The Covid-19 Pandemic has taken it’s toll on the travel industry but one company that has adapted during this time is Devour Tours. They were originally set up to provide authentic food and culture experiences in cities such as Madrid, Barcelona, Seville, San Sebastian, Paris, Rome, Lisbon and London. However with many of these cities being placed in lockdown during the Pandemic, Devour started offering online experiences with the aim of connecting foodies from around the World with local food. This has indeed proved popular, with them now considering offering virtual experiences even when things hopefully return to normal.
At the end of July I was due to travel to San Sebastian but plans had to be put on hold. I’d seen a Pintxo cooking class advertised by Devour Tours and decided to give it a go. The class was hosted by Claudia, a San Sebastian native who is very passionate about food and is currently studying Gastronomic Science.

The brief stated that we would learn how to cook three iconic Basque Pintxo. Recipes and lists of ingredients were sent beforehand to allow for preparation. The three Pintxo were Gilda, Stuffed Peppers and Burnt Basque Cheesecake. The Gilda is the original Pintxo and consists of an anchovy, green olive and pickled, green, spicy pepper inserted onto a toothpick, and eaten in one go! We prepared some of these prior to the class with produce bought from Brindisa at Borough Market.

We also prepared the world famous Burnt Basque Cheesecake as eaten at La Viña. This dish is to die for! It’s not the most instagrammable dessert you’ll ever see but boy does it taste good!

As well as learning how to cook the Pintxo we also gained an insight into the local culture and customs. Claudia was more than happy to answer questions and my fellow foodies and I gleaned information on everything from the history of each dish, which drinks to pair with them and tips on the best eateries in this foodie hotspot. The class lasted approximately 1.5 hours and cost €19 per screen. I thoroughly enjoyed the experience and it made up somewhat for not actually making it to Basque Country this Summer. I’m even more determined to get there next year, and try the famous La Viña Cheesecake for myself!

• • • •

→ Your instructions
Write the next part of the post about the online Basque Pintxo cooking class, starting after its final sentence.

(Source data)
• • • •

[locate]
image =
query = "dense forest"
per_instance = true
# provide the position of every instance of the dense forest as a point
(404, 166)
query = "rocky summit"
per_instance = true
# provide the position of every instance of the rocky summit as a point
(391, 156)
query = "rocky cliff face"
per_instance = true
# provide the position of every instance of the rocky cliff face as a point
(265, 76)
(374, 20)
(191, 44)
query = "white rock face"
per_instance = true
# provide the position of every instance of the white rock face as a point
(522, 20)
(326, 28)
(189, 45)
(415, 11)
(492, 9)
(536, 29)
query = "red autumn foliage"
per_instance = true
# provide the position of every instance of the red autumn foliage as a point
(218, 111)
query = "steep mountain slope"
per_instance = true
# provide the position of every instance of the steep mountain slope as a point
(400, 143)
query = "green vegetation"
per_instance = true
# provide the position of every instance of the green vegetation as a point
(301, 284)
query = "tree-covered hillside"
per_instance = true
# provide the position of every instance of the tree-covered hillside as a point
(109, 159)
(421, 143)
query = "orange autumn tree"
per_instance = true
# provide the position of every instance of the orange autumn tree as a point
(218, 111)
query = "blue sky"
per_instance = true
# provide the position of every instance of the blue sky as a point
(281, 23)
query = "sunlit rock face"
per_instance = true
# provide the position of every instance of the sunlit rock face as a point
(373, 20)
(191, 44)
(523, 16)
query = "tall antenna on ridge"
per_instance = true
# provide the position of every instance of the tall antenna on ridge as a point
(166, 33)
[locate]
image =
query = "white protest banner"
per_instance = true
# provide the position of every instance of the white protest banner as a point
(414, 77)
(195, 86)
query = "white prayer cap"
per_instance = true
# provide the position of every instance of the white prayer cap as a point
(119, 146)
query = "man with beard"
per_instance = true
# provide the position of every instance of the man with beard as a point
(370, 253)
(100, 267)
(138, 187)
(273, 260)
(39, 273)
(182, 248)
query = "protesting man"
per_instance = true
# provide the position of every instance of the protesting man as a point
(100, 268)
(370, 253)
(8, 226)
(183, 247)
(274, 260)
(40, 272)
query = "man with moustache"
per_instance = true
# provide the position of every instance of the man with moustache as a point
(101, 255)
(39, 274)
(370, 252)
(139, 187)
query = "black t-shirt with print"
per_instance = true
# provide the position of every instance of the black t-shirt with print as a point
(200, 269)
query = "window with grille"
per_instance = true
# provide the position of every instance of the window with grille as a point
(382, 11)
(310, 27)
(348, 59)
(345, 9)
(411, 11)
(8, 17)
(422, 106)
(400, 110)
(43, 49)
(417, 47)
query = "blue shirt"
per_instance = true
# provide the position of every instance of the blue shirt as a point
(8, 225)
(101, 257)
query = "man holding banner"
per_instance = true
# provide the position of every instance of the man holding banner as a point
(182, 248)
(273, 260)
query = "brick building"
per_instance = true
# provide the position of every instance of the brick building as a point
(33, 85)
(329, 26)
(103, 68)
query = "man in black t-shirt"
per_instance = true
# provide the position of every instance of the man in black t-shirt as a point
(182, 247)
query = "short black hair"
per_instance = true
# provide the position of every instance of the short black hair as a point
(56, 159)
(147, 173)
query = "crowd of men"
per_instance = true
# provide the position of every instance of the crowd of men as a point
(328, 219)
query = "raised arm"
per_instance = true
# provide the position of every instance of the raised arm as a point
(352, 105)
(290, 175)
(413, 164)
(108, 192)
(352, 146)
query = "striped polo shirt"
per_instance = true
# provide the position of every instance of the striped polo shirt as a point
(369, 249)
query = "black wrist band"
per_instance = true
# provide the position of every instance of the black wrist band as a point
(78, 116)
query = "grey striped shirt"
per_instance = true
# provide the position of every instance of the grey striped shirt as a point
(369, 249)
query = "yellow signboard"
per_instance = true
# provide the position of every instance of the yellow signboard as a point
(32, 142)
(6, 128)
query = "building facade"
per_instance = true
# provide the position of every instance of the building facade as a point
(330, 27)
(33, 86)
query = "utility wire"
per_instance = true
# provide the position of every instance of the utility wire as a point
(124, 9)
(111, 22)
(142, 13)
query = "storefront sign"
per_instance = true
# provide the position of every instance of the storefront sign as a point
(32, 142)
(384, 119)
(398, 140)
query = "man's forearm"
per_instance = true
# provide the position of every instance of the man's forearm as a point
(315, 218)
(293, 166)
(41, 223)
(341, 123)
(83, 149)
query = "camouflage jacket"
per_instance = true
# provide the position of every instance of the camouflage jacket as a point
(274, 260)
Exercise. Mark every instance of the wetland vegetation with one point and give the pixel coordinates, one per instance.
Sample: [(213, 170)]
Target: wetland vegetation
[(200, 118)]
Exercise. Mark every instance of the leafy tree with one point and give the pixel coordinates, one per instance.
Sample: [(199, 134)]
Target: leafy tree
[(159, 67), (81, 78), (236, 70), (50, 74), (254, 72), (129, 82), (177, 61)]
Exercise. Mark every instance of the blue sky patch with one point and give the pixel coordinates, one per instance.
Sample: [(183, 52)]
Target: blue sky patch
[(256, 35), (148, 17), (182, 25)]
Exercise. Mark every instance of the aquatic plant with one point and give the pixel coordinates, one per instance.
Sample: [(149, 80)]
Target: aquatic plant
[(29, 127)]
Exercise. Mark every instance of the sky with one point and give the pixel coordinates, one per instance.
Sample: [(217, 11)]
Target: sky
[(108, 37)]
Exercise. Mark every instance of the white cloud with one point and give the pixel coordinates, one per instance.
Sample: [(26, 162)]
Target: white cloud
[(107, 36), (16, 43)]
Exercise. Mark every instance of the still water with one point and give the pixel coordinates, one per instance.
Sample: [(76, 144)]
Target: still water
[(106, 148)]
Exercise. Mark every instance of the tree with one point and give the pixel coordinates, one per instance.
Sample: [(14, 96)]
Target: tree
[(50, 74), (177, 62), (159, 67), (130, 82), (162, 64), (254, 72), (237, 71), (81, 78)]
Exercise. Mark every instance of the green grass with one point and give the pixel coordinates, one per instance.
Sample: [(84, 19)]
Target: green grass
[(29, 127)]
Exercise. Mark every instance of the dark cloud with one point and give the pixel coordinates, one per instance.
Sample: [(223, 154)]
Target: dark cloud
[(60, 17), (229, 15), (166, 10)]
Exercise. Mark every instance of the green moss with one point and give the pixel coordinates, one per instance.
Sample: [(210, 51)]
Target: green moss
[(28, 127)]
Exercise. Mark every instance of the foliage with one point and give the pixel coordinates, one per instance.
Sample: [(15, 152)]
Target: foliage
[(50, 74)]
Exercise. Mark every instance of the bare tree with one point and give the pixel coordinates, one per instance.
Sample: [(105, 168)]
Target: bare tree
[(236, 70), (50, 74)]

• • • •

→ Written answer
In fact I enjoyed the class so much, I decided to take a look at what else Devour had to offer. They have a number of experiences covering the cities they are based in, with classes on wine, vermouth, olive oil, tapas and pasta, among others.
I decided upon ‘The Spanish Paella Experience’ taught by Aranxta, a cordon-bleu trained chef based in Madrid. Again the recipe and preparation notes were received beforehand and we were taken through how to prepare the iconic rice dish. Arantxa was very informative and explained the origin of the dish and the ingredients. There were lots of useful tips (like not including Chorizo, as the flavour overpowers the others in the dish!) and plenty of opportunity to ask questions. I decided against cooking along and enjoyed observing the class with a large glass of Rioja to hand! I do now feel confident to attempt the recipe at home, and look forward to doing so.

I would thoroughly recommend Devour Tours online experiences. They’ve adapted to the ‘new normal’ but so have we! Who’d have thought at the start of the year that I would be connecting with fellow foodies from all around the World via Zoom?!
Hopefully I will connect with Devour Tours in person when I (hopefully) visit Seville and San Sebastian next year.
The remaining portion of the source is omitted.